Task description: How many lines in the records below contain the string "finger"? Case must match. Reply with only the number.

## Start Stored records

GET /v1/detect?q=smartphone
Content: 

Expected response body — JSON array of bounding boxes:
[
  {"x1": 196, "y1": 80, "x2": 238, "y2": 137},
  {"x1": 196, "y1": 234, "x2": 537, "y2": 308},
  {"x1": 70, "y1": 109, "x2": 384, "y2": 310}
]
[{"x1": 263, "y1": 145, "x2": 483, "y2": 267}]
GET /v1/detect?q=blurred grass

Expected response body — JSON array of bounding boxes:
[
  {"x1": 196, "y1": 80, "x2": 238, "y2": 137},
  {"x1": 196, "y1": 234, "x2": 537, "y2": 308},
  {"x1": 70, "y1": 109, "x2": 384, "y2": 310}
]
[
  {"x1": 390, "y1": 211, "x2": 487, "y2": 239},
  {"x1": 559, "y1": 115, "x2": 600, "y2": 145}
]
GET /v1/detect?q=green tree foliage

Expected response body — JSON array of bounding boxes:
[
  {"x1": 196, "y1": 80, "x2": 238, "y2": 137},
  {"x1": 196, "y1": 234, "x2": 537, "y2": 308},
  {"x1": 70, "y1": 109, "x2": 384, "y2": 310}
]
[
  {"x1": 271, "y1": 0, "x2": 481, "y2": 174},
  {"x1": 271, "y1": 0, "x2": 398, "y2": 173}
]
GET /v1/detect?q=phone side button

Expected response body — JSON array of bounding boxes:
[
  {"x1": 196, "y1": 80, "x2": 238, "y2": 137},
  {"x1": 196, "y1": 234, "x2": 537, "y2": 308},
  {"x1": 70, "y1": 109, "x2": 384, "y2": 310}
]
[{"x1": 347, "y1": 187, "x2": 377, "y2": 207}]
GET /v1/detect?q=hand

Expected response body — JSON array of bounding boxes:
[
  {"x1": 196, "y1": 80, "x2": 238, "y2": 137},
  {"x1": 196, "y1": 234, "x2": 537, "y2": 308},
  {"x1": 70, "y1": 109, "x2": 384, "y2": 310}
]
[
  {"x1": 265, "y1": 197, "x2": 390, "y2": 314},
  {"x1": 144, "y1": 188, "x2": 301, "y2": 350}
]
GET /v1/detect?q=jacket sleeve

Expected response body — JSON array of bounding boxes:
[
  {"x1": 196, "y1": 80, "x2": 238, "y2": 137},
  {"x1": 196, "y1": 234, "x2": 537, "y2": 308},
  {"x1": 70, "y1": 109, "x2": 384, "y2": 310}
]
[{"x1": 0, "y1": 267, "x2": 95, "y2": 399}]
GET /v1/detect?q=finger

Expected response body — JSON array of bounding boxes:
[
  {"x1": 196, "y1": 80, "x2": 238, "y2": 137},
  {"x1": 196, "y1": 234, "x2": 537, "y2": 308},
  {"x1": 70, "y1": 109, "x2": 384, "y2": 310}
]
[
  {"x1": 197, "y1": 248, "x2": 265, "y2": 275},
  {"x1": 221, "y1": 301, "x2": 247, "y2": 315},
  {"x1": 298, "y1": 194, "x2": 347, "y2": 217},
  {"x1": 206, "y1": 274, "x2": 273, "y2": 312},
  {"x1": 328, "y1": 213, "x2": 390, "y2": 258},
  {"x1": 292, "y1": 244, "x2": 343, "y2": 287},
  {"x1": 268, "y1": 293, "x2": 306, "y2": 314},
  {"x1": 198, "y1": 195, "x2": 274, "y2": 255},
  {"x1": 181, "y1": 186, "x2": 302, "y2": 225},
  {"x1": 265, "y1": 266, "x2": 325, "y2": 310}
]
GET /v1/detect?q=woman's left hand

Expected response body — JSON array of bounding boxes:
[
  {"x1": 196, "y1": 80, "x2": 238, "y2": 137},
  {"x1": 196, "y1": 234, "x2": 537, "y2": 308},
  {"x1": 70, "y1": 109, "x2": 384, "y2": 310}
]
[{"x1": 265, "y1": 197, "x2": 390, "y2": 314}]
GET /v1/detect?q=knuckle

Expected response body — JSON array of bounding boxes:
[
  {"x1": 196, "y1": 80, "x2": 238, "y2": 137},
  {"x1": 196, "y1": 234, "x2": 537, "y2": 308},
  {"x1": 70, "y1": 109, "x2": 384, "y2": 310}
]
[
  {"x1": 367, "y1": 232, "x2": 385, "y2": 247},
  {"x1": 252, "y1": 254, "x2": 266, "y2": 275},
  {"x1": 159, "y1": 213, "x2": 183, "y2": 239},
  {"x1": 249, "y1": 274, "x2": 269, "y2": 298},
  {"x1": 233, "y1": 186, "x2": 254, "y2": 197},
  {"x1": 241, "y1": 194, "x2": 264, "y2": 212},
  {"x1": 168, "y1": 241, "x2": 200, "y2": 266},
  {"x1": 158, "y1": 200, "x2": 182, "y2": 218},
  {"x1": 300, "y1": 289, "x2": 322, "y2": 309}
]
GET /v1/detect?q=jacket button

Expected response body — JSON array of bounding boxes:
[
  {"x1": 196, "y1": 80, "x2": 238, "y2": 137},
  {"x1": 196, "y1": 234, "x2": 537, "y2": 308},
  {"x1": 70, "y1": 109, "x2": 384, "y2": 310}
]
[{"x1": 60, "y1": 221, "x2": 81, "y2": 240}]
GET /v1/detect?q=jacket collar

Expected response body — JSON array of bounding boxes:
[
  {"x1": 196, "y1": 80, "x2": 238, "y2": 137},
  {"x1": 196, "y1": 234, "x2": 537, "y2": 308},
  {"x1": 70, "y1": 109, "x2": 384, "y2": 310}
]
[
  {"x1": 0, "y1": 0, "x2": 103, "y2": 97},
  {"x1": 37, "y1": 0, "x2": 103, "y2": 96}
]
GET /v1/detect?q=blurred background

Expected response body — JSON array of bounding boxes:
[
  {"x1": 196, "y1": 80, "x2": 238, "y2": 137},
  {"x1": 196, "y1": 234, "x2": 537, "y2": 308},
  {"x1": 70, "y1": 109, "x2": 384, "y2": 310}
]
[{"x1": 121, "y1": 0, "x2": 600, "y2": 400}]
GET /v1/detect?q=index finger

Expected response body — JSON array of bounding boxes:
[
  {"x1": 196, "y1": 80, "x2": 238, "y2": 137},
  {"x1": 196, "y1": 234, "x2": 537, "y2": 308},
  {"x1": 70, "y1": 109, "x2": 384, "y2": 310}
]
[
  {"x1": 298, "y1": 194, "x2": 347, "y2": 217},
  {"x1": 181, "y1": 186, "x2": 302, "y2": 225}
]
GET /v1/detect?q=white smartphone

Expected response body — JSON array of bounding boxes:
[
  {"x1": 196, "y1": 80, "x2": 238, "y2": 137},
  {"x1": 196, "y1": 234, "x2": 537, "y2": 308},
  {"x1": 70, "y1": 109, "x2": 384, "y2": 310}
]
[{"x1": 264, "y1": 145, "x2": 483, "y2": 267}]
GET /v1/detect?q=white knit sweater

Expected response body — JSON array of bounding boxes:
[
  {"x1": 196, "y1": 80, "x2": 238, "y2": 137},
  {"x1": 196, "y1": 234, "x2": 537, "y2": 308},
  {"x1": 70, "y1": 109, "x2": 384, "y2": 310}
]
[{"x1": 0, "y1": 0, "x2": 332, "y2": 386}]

## End Stored records

Task answer: 2